▸ **What to do**
Transcribe the records below line by line, exactly as they read.

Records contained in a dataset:
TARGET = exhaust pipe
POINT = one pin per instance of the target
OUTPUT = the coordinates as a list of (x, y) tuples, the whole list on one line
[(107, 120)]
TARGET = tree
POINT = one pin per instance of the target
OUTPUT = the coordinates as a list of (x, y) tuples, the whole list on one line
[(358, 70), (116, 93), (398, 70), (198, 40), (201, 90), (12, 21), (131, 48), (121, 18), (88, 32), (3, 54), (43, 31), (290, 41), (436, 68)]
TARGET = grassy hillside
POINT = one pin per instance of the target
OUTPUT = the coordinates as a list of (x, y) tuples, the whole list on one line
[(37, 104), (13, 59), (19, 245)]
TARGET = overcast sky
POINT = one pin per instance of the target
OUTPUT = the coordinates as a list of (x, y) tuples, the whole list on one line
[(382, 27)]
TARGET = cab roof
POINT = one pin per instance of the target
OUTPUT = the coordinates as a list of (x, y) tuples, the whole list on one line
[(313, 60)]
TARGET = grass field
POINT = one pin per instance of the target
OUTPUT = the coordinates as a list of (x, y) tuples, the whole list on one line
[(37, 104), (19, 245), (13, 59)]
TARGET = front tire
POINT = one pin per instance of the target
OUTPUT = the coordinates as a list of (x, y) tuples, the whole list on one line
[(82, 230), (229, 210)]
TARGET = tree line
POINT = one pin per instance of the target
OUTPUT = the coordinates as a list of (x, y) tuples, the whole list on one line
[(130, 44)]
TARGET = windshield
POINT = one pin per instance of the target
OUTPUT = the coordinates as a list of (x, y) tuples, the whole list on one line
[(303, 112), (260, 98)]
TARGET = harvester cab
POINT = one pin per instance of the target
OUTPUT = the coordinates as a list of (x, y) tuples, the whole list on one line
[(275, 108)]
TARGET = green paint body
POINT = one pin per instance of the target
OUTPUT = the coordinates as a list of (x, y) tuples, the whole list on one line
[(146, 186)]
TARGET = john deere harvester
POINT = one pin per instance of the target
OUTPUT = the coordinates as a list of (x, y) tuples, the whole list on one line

▸ **Written solution**
TARGET = exhaust pipe
POINT = one pin per instance of the target
OUTPUT = the coordinates as a list of (x, y) tuples, the whole list on one line
[(107, 120)]
TARGET = tree
POINT = one pin per instance of the target
OUTPUT = the coordinates as a list of (x, y) tuples, the whole list on one line
[(358, 70), (116, 93), (398, 70), (198, 40), (201, 90), (12, 21), (131, 48), (121, 18), (88, 32), (3, 54), (43, 31), (290, 41), (436, 68)]
TARGET = grassy hillside
POINT = one pin per instance of the target
OUTPUT = the coordinates as a list of (x, y) tuples, the whole list on one line
[(37, 104), (13, 59), (19, 245)]
TARGET = overcast sky
POINT = one pin per instance of the target
OUTPUT = the coordinates as a list of (x, y) tuples, the whole list on one line
[(382, 27)]
TARGET = cab roof
POINT = one pin per instance of the target
OUTPUT = the coordinates as a list of (x, y) tuples, the whole list on one line
[(313, 60)]
TARGET = grass field
POINT = one pin per instance of the target
OUTPUT = the coordinates as a list of (x, y) tuples, the whole list on one line
[(37, 104), (19, 245), (13, 59)]
TARGET = front tire
POINT = one pin per instance of the target
OUTPUT = the coordinates as a list of (x, y) tuples, the whole list on one line
[(82, 230), (229, 210)]
TARGET = tree line
POINT = one pin per instance of the target
OUTPUT = the coordinates as a list of (x, y) tuples, the whole list on one line
[(130, 44)]
TARGET = windshield
POINT = one pin per instance of the target
OUTPUT = the coordinates as a list of (x, y) tuples, the whole list on one line
[(303, 112), (260, 98)]
TARGET = harvester cab
POINT = one pin per instance of the target
OUTPUT = the coordinates as a list of (x, y) tuples, the whole list on one line
[(275, 108)]
TARGET = green paint body
POINT = one pin per instance of the target
OUTPUT = the coordinates as a list of (x, y) tuples, the whole list on one line
[(146, 186)]
TARGET = john deere harvester
POINT = one pin per instance of the target
OUTPUT = the coordinates as a list of (x, y) tuples, the whole list on one line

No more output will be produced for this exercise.